MATERIAL SHOWN START
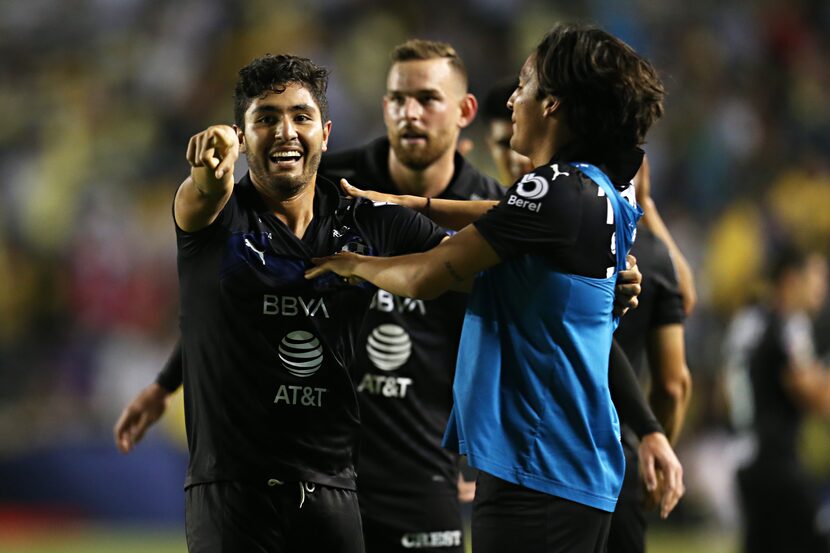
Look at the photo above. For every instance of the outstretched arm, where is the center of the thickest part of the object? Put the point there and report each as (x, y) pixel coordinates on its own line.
(450, 265)
(450, 214)
(212, 154)
(654, 222)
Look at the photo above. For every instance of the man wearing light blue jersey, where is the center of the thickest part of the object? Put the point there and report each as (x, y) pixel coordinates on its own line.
(532, 406)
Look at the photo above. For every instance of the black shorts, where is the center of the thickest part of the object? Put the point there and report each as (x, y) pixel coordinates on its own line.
(508, 517)
(426, 524)
(628, 524)
(231, 517)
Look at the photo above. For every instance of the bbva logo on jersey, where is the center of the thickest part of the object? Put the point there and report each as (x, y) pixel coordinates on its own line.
(301, 353)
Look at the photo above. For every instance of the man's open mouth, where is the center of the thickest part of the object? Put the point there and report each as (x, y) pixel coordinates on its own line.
(411, 137)
(285, 157)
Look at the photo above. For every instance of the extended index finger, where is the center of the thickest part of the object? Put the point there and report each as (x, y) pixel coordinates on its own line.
(673, 492)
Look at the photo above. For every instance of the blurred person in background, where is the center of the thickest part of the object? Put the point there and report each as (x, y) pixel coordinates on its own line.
(652, 335)
(779, 497)
(543, 485)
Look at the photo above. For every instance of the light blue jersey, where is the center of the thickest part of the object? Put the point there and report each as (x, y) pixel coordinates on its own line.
(532, 404)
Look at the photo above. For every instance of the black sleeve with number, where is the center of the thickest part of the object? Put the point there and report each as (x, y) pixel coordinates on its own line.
(558, 212)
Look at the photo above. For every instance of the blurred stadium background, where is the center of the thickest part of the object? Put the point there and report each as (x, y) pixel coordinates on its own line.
(99, 97)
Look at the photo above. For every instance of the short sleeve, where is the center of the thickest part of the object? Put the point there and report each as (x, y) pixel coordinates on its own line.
(797, 338)
(540, 214)
(396, 230)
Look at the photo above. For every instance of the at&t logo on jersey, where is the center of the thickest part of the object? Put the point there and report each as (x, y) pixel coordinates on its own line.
(302, 355)
(388, 348)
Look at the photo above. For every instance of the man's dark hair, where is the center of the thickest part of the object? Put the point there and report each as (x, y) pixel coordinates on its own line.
(494, 107)
(419, 49)
(271, 74)
(610, 95)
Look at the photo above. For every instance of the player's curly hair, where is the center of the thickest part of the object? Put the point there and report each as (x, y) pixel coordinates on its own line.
(610, 95)
(270, 74)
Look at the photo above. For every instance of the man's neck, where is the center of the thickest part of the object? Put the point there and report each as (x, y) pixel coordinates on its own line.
(428, 182)
(295, 212)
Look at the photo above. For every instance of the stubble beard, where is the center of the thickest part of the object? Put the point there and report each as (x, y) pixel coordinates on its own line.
(421, 158)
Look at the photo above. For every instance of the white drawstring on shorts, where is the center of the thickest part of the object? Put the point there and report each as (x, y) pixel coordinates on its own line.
(305, 487)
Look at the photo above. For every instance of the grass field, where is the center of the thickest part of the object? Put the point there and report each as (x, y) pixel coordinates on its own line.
(88, 539)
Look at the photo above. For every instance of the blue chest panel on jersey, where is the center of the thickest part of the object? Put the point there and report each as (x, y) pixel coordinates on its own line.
(532, 404)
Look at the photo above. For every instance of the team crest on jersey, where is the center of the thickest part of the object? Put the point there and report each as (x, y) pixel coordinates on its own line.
(533, 187)
(389, 347)
(301, 353)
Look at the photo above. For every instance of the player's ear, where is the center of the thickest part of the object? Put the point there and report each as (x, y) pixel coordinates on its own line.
(240, 135)
(469, 108)
(551, 105)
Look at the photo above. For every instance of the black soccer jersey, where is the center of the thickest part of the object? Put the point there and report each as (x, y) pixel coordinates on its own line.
(405, 361)
(265, 351)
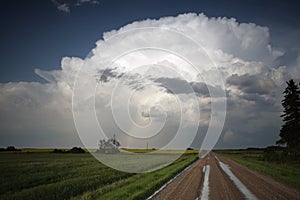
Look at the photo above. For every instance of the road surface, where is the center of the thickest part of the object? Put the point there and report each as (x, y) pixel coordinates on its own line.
(215, 177)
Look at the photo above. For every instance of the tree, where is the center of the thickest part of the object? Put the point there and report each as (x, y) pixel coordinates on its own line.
(290, 130)
(109, 146)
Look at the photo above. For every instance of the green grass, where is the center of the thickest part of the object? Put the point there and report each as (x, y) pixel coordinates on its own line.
(140, 186)
(288, 173)
(63, 176)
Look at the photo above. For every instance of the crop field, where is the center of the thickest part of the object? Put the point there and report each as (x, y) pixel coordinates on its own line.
(285, 172)
(44, 175)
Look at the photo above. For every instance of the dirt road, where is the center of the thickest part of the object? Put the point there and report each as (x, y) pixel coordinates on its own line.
(226, 179)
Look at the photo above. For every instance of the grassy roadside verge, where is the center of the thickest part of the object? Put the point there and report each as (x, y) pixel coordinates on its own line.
(288, 173)
(140, 186)
(43, 175)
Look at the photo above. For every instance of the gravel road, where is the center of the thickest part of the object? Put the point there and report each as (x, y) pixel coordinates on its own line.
(221, 185)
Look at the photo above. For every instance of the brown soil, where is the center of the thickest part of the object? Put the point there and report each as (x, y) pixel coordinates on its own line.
(189, 184)
(261, 186)
(186, 186)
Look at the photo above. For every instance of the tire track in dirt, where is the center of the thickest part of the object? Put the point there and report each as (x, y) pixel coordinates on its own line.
(187, 186)
(261, 186)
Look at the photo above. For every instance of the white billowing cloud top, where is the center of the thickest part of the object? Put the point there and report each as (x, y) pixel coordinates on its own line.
(154, 85)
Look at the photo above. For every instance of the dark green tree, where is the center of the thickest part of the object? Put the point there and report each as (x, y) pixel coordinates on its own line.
(290, 130)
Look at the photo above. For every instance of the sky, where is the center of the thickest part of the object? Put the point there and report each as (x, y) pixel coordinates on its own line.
(45, 45)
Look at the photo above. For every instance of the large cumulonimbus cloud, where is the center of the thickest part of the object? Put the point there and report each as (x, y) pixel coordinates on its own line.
(40, 114)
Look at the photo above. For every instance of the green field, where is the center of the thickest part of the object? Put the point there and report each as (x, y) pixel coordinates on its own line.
(44, 175)
(288, 173)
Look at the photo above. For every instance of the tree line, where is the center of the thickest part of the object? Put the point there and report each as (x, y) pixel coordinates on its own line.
(290, 129)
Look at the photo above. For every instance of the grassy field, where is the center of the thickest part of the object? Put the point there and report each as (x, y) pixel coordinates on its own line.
(44, 175)
(288, 173)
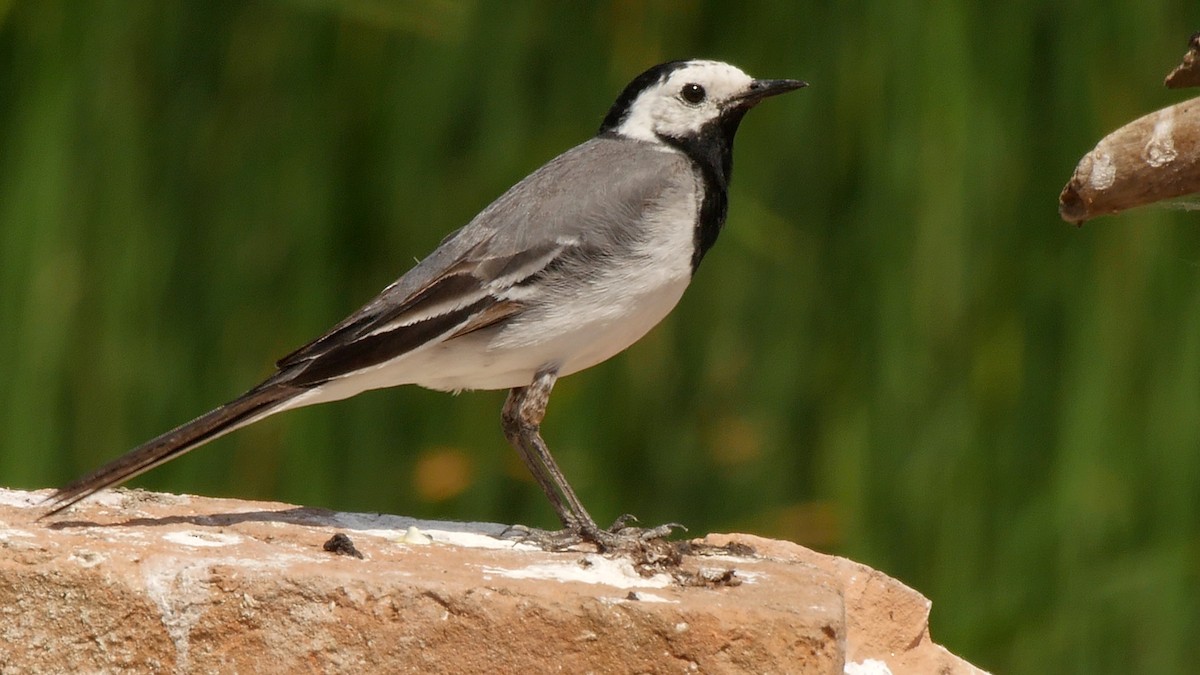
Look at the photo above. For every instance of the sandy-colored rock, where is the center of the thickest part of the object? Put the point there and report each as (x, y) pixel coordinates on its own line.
(147, 583)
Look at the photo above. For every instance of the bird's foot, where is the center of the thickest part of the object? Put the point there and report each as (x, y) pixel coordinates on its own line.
(619, 537)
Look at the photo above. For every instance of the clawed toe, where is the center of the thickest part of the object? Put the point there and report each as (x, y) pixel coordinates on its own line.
(621, 536)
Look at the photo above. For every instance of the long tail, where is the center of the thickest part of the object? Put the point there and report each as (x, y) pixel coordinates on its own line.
(250, 407)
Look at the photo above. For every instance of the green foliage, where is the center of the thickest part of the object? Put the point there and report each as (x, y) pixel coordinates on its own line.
(898, 352)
MATERIAL SHOWN END
• EXERCISE GOAL: Copy exactly. The range runs from the line containing "green foliage, where" through the last line of the data.

• WRITTEN REPLY:
Look at the photo above. For every instance of the green foliage, where is the center of the thickest part of the object? Put the point there and report each as (x, y) pixel coordinates on its own line.
(898, 352)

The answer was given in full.